Start of SUPPLIED ENTRIES
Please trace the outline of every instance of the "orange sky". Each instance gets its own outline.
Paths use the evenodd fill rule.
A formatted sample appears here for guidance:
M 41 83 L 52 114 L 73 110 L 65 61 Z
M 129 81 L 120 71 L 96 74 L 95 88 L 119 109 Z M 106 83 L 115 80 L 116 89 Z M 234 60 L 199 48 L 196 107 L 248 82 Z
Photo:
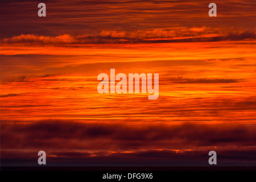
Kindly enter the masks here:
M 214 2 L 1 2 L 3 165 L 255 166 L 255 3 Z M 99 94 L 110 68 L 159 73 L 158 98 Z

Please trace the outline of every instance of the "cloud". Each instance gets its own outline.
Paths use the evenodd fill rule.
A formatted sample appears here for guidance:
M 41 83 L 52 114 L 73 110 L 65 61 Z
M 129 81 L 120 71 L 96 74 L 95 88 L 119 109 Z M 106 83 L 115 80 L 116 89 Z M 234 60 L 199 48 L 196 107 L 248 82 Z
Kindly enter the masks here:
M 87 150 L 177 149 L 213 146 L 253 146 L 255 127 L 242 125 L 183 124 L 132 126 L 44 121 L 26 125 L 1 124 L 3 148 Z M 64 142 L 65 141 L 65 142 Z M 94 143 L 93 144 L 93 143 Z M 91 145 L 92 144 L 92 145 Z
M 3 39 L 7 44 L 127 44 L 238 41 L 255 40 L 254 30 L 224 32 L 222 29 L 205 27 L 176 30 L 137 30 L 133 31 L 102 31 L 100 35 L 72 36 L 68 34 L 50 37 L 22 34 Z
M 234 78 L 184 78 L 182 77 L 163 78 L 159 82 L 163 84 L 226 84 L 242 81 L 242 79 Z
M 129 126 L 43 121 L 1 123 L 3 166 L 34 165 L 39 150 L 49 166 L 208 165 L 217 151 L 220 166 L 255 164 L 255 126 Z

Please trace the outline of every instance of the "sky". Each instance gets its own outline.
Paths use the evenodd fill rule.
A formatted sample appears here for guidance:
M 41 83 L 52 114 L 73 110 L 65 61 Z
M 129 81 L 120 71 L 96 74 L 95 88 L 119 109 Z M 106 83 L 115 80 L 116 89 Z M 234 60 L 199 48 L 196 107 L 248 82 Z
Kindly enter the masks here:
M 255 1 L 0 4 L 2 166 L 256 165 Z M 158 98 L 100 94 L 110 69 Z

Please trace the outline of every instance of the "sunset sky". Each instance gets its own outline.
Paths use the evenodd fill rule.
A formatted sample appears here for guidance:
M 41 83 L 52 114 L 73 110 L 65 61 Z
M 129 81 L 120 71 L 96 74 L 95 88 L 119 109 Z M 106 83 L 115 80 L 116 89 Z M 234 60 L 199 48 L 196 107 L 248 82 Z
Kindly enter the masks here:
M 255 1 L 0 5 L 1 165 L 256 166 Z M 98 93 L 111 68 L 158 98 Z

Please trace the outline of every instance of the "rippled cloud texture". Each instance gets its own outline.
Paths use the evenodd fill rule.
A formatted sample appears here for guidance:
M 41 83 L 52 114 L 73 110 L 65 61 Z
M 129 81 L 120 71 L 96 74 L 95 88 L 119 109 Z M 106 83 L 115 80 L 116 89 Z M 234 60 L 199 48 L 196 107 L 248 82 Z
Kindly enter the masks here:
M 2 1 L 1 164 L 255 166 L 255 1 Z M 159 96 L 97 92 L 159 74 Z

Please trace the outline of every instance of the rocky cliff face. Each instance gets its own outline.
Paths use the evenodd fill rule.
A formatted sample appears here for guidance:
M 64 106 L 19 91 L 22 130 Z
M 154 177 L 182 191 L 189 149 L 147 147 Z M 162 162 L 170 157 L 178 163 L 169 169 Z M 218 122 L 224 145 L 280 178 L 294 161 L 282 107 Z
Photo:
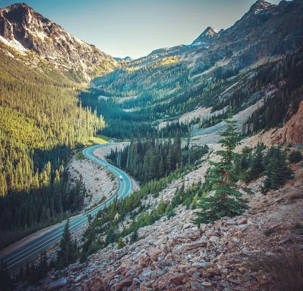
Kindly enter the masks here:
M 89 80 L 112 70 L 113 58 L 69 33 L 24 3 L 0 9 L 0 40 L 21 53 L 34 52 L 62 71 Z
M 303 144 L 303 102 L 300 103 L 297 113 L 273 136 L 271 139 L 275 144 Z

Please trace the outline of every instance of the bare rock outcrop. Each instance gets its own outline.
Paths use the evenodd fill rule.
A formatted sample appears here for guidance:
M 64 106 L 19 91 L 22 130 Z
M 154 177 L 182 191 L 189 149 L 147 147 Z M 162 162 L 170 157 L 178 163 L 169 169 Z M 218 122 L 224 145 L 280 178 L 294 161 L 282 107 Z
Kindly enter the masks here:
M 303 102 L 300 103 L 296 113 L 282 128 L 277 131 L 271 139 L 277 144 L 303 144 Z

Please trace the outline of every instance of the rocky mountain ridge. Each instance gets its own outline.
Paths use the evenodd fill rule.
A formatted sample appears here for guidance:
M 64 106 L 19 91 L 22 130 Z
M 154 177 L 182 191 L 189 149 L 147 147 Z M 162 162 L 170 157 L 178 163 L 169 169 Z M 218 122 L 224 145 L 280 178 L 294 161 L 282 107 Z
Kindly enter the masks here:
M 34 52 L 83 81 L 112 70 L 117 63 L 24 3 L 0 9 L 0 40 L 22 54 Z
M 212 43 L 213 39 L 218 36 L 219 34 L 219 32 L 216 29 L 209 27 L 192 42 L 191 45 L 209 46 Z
End of SUPPLIED ENTRIES
WHAT THIS TASK INVOLVES: Reproduce every item above with each occurrence of "formatted sample" changed to "worked sample" and nothing else altered. Omit the pictures from your answer.

PROBLEM SOLUTION:
Please trace the outline of every instance of the "orange sky". Each instance gets its own outline.
Paths use the evenodd fill rule.
A worked sample appears here for guidance:
M 41 83 L 52 114 L 73 110 L 65 61 Z
M 129 81 L 120 71 L 96 74 L 95 88 L 119 109 Z M 106 83 L 115 80 L 116 89 Z M 234 60 L 199 48 L 196 107 L 248 82 Z
Photo:
Kindly enter the masks here:
M 214 2 L 1 2 L 3 165 L 255 166 L 255 3 Z M 99 94 L 110 68 L 159 73 L 158 98 Z

Please trace the outline of every instance of the "cloud". Each instance gets its own outline.
Paths use the evenodd fill rule.
A worked sample appears here for guidance:
M 41 83 L 52 114 L 73 110 L 65 61 Z
M 129 81 L 120 71 L 96 74 L 95 88 L 119 109 Z M 106 83 L 115 80 L 116 89 Z M 234 60 L 199 48 L 196 107 L 248 82 Z
Kindly enter the masks here:
M 87 150 L 177 149 L 213 146 L 253 146 L 255 127 L 242 125 L 183 124 L 132 126 L 44 121 L 26 125 L 1 124 L 3 148 Z M 64 142 L 65 141 L 65 142 Z M 94 143 L 93 144 L 93 143 Z M 91 145 L 92 144 L 92 145 Z
M 3 39 L 7 44 L 127 44 L 238 41 L 255 40 L 254 30 L 224 32 L 222 29 L 205 27 L 176 30 L 137 30 L 133 31 L 102 31 L 100 35 L 72 36 L 68 34 L 50 37 L 22 34 Z
M 234 78 L 184 78 L 182 77 L 163 78 L 159 82 L 163 84 L 226 84 L 242 81 L 242 79 Z
M 129 126 L 43 121 L 1 123 L 3 166 L 34 165 L 39 150 L 49 166 L 208 165 L 217 151 L 220 166 L 255 164 L 255 126 Z

Please trace the outline of every instance of the "sky". Each instance gets its own outline.
Paths use the evenodd fill rule.
A worked sample appears here for guidance:
M 41 83 L 52 114 L 73 110 L 65 61 Z
M 129 81 L 120 71 L 96 74 L 95 88 L 119 109 Z M 106 83 L 115 80 L 116 89 Z M 234 60 L 199 48 L 196 107 L 248 82 Z
Kindly enter the masks here:
M 255 1 L 0 4 L 2 166 L 256 165 Z M 158 98 L 100 94 L 110 69 Z

Please trace the outline of every instance of the "sunset sky". Each instance gets its own outline.
Paths use the evenodd fill rule.
A worked sample appears here for guidance:
M 41 83 L 52 114 L 73 110 L 65 61 Z
M 129 81 L 120 71 L 96 74 L 95 88 L 119 109 Z M 106 83 L 115 80 L 116 89 Z M 234 60 L 199 48 L 196 107 L 248 82 Z
Kindly enter the masks here:
M 255 1 L 0 5 L 1 165 L 256 166 Z M 98 93 L 111 68 L 158 98 Z

Please trace the outline of every instance of the "rippled cloud texture". Each instance gets its own outline.
Paths use the evenodd fill rule.
A worked sample appears here for guidance:
M 41 83 L 52 114 L 73 110 L 65 61 Z
M 129 81 L 120 71 L 96 74 L 95 88 L 119 109 Z M 106 83 L 115 80 L 116 89 Z M 234 60 L 199 48 L 196 107 L 248 82 Z
Kindly enter the masks here:
M 2 1 L 1 164 L 255 166 L 255 1 Z M 159 96 L 97 92 L 159 74 Z

Please trace the outline of every instance of the rocky cliff face. Each instance gets its own outline.
Paths use the evenodd fill rule.
A worked sample appears here for guidance:
M 64 106 L 19 91 L 22 130 Z
M 154 177 L 182 191 L 189 149 L 147 147 Z M 162 162 L 170 157 L 178 163 L 169 169 Z M 218 122 L 224 145 L 280 178 L 294 161 L 282 107 Z
Photo:
Kindly enter the masks here:
M 89 80 L 112 70 L 113 58 L 69 33 L 24 3 L 0 9 L 0 40 L 21 53 L 34 52 L 62 71 Z
M 303 144 L 303 102 L 300 103 L 297 113 L 273 136 L 271 139 L 275 144 Z

Please trace the outline of every instance of the bare rock outcrop. Each instance gets its own outline.
Paths use the evenodd fill rule.
A worked sample appears here for guidance:
M 64 106 L 19 91 L 22 130 Z
M 154 177 L 182 191 L 189 149 L 147 147 Z M 162 162 L 170 157 L 178 163 L 169 169 Z M 218 122 L 224 145 L 280 178 L 294 161 L 282 107 Z
Kindly enter the masks here:
M 303 102 L 300 103 L 296 113 L 282 128 L 277 131 L 271 139 L 277 144 L 303 144 Z

Please trace the outline of every instance of the rocky mountain ridge. Each instance gets its own outline.
Paths use the evenodd fill rule.
A worked sample appears here for guidance:
M 64 106 L 19 91 L 22 130 Z
M 154 177 L 182 191 L 189 149 L 147 147 Z M 162 162 L 170 157 L 178 163 L 169 169 Z M 218 122 L 224 145 L 280 178 L 294 161 L 282 107 Z
Kindly enter the masks here:
M 34 52 L 83 81 L 112 70 L 117 63 L 24 3 L 0 9 L 0 40 L 22 54 Z
M 212 43 L 213 39 L 218 36 L 219 34 L 219 32 L 216 29 L 209 27 L 192 42 L 191 45 L 209 46 Z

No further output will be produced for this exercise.